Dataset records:
-------

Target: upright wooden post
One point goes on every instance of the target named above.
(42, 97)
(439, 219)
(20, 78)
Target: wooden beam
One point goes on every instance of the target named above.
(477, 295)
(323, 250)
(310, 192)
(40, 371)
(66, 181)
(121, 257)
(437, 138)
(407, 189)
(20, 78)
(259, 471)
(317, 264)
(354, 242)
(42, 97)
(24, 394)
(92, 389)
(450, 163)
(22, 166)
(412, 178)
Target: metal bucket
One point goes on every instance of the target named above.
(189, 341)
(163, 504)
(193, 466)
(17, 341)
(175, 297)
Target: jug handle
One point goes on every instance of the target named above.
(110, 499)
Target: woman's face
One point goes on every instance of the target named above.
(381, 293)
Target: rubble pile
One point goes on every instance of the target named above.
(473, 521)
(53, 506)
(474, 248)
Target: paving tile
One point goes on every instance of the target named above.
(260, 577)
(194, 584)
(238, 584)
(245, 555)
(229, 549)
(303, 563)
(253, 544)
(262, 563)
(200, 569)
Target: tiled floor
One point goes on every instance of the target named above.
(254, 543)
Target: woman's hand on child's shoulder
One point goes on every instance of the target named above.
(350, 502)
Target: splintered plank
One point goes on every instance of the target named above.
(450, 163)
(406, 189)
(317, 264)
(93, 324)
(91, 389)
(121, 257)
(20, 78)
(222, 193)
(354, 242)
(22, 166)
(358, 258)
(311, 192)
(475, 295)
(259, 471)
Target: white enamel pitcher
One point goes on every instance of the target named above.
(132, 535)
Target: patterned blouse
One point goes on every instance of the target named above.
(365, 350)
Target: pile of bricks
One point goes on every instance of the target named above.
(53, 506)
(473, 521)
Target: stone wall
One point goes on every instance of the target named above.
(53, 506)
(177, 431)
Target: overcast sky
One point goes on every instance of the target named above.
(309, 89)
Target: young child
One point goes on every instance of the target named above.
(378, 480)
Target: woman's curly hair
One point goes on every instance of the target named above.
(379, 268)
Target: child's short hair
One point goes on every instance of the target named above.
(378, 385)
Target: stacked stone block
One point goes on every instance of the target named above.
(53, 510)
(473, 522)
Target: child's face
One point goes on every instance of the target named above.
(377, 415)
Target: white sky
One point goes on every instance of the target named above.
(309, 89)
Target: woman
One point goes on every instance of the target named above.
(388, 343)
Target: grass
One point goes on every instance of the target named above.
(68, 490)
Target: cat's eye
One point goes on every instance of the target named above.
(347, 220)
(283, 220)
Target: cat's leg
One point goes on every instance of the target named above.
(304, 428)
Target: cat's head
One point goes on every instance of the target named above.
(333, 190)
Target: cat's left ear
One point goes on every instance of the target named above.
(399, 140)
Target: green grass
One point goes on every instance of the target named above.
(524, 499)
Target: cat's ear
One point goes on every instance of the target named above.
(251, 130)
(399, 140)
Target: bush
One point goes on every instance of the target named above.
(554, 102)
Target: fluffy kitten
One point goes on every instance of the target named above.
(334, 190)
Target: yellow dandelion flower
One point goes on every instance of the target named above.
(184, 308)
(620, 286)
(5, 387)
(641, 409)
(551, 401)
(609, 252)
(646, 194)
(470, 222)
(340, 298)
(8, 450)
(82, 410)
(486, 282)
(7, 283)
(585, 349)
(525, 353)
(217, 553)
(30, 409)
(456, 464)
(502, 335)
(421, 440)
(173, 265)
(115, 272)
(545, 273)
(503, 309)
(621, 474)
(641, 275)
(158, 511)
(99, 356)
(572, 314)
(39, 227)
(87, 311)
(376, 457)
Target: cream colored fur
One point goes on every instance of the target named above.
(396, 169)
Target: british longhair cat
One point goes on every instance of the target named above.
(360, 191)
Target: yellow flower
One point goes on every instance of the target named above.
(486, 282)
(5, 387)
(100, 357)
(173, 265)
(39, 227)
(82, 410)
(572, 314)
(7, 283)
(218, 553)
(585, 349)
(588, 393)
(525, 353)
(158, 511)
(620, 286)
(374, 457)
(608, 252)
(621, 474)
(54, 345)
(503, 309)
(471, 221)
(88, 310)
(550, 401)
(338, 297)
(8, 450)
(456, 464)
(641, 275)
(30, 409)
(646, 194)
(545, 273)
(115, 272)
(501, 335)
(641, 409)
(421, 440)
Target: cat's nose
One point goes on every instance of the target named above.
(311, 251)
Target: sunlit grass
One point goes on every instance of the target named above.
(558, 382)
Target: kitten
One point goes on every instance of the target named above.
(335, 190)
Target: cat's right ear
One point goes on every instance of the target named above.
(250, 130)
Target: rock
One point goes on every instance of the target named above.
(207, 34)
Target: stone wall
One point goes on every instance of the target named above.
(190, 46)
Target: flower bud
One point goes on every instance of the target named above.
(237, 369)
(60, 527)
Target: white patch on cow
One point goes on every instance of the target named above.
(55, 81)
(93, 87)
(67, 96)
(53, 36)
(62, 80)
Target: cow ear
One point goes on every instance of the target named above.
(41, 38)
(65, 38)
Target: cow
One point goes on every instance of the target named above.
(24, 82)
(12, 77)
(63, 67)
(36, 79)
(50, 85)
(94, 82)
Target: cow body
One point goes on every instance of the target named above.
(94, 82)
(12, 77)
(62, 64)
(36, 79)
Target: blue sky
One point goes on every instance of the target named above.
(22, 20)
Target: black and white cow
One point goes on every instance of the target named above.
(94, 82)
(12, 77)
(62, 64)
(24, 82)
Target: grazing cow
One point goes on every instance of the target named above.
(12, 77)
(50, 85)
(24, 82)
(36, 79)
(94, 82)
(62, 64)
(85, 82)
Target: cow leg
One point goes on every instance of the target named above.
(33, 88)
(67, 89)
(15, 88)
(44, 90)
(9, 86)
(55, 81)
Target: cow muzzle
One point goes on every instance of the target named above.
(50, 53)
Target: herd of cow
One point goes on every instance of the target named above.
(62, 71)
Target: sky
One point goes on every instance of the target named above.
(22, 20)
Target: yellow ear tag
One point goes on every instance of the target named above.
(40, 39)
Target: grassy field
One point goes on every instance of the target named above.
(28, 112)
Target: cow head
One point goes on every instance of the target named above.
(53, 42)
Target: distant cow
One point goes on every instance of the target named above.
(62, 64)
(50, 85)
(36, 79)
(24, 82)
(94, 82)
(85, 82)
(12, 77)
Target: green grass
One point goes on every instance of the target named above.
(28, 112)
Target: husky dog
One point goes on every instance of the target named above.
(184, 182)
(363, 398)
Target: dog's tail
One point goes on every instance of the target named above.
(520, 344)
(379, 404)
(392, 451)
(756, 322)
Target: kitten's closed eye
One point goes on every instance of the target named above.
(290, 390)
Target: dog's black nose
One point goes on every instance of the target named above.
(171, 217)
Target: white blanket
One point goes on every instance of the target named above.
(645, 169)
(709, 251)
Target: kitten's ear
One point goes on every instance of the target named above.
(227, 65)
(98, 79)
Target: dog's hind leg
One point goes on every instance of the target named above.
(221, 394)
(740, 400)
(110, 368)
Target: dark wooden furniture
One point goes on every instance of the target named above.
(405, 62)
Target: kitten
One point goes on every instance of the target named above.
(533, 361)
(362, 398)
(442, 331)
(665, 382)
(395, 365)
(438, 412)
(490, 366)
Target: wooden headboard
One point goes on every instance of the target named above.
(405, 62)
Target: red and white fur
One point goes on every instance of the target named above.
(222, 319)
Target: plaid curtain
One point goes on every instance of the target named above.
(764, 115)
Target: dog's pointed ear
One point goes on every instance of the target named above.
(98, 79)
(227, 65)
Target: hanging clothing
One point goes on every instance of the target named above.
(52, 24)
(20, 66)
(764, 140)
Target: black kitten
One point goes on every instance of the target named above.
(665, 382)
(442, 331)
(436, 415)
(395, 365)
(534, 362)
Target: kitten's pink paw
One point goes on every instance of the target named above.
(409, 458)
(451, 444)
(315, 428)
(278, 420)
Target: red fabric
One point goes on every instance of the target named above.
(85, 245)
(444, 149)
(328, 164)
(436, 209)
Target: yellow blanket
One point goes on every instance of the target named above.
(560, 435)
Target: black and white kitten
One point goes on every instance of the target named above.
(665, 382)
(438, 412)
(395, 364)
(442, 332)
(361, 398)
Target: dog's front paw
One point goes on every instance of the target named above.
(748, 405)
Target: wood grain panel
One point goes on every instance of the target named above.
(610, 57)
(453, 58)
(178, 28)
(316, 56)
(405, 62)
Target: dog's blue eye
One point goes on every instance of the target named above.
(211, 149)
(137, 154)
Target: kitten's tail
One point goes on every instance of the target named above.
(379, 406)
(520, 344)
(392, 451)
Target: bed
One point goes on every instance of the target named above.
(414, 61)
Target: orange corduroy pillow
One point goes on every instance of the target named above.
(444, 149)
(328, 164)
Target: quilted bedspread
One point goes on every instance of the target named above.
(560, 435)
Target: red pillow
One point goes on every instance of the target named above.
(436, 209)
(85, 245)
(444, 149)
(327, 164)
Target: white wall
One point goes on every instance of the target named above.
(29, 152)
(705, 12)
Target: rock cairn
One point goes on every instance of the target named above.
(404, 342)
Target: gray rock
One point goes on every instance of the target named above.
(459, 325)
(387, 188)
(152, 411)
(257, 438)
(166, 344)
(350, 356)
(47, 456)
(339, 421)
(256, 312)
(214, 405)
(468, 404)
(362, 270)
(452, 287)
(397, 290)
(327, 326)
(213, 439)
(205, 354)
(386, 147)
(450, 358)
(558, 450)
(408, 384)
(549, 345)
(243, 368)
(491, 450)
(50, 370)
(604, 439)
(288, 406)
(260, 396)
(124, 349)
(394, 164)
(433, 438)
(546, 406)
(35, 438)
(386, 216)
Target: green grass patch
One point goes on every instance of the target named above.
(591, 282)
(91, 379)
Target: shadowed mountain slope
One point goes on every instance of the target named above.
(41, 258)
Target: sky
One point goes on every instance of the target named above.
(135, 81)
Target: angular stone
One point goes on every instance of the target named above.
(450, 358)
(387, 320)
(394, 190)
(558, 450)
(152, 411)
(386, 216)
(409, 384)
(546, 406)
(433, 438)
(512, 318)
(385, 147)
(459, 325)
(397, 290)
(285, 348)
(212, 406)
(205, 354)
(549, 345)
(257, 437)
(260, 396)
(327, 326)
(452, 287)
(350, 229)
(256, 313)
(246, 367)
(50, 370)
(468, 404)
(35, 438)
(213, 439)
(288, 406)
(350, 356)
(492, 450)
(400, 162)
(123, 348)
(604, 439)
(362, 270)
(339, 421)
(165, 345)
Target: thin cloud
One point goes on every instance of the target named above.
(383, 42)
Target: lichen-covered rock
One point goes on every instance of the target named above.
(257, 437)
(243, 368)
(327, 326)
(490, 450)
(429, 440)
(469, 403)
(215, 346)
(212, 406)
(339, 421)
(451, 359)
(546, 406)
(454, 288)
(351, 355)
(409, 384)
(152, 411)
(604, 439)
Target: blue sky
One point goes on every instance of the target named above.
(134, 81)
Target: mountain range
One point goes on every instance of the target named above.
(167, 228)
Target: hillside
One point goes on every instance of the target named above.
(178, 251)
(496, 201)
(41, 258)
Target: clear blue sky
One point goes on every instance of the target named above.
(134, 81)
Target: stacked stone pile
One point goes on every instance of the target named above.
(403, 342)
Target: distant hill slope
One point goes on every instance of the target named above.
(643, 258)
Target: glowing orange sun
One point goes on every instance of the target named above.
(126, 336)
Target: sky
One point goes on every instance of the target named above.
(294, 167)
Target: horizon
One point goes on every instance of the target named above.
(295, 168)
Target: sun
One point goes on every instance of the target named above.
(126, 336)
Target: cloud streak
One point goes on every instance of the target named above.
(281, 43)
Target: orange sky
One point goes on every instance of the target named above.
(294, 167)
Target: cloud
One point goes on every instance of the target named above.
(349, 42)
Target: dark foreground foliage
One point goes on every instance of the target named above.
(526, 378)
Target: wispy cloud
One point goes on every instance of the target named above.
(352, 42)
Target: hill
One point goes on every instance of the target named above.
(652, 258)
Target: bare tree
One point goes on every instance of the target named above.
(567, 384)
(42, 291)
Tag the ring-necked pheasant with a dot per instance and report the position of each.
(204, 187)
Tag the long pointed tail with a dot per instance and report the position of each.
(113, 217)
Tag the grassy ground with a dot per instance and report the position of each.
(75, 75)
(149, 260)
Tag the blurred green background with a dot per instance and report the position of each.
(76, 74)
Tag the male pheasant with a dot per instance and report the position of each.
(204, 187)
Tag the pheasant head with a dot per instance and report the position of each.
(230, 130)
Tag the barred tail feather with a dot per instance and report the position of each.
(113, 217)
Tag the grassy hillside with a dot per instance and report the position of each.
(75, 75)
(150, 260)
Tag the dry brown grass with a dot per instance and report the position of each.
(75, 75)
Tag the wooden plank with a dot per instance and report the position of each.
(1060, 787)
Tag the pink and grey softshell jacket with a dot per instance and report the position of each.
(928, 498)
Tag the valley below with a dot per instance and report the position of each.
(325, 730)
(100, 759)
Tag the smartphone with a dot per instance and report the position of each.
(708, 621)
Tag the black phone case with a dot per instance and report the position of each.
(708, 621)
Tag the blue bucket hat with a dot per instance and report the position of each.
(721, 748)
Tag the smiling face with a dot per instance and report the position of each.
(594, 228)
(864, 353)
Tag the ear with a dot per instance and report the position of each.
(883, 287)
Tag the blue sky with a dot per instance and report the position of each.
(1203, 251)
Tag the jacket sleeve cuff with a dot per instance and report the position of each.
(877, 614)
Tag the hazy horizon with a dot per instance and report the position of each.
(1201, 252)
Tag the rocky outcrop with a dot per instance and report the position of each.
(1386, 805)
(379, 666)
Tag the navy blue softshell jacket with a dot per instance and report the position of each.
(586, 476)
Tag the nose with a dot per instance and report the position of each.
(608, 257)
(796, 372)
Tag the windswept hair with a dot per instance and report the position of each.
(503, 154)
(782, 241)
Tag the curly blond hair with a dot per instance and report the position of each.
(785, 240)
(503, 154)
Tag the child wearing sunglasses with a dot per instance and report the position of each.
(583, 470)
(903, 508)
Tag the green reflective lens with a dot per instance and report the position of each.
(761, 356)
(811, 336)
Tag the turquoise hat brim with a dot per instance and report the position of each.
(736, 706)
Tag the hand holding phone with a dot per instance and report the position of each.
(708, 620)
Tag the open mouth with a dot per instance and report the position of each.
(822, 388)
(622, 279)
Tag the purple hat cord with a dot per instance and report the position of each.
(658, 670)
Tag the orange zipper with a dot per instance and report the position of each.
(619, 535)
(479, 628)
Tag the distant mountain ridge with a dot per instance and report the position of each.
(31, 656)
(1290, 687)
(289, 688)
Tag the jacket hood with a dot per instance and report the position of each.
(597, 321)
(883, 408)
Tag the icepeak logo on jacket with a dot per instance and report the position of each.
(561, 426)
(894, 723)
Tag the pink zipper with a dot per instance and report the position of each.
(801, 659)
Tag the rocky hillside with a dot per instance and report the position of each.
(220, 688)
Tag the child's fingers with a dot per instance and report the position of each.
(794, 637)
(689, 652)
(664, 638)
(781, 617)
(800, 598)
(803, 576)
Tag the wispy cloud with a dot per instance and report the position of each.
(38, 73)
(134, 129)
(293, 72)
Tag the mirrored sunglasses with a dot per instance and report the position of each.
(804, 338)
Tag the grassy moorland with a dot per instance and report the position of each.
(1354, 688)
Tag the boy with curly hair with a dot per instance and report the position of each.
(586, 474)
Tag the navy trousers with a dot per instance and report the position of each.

-------

* **WHAT THIS TASK INVOLVES**: Find "Tag the green" in the data above, then repeat that line and all lines after it exactly, ending with the final line.

* **ANSWER BELOW**:
Tag the green reflective lens with a dot per instance and report the position of each.
(761, 356)
(811, 336)
Tag the turquoise hat brim with a dot per instance and report the position of each.
(736, 706)
Tag the hand holding phone with a dot per instance and report the position of each.
(708, 620)
Tag the open mouth with a dot per instance and report the position of each.
(822, 388)
(622, 279)
Tag the purple hat cord with a dot per instance and report the position of each.
(658, 670)
Tag the orange zipper with a dot per instance and report the position of each.
(619, 535)
(479, 628)
Tag the distant mountain ridge with a dot per instance and report the position of each.
(31, 656)
(1290, 687)
(289, 688)
Tag the jacket hood with a dot per instance and report the position of each.
(597, 321)
(883, 408)
Tag the icepeak logo on jacket with a dot per instance and report the position of each.
(561, 426)
(894, 723)
Tag the pink zipper with a dot per instance and report the position of each.
(801, 659)
Tag the rocky hillside with a dot per instance and report the position of each.
(220, 688)
Tag the child's fingers with a dot per instance and report the position of each.
(794, 637)
(689, 652)
(664, 638)
(781, 617)
(800, 598)
(803, 576)
Tag the wispy cloud with a dot per instance and report the position of each.
(38, 73)
(134, 129)
(293, 72)
Tag the mirrored sunglasses with a dot per instance and report the position of each.
(804, 338)
Tag the grassy moorland with a dot per instance and report the position of each.
(1354, 688)
Tag the boy with curly hair with a dot per instance and report the position of each.
(586, 474)
Tag the navy trousers with a dot per instance and report the position of each.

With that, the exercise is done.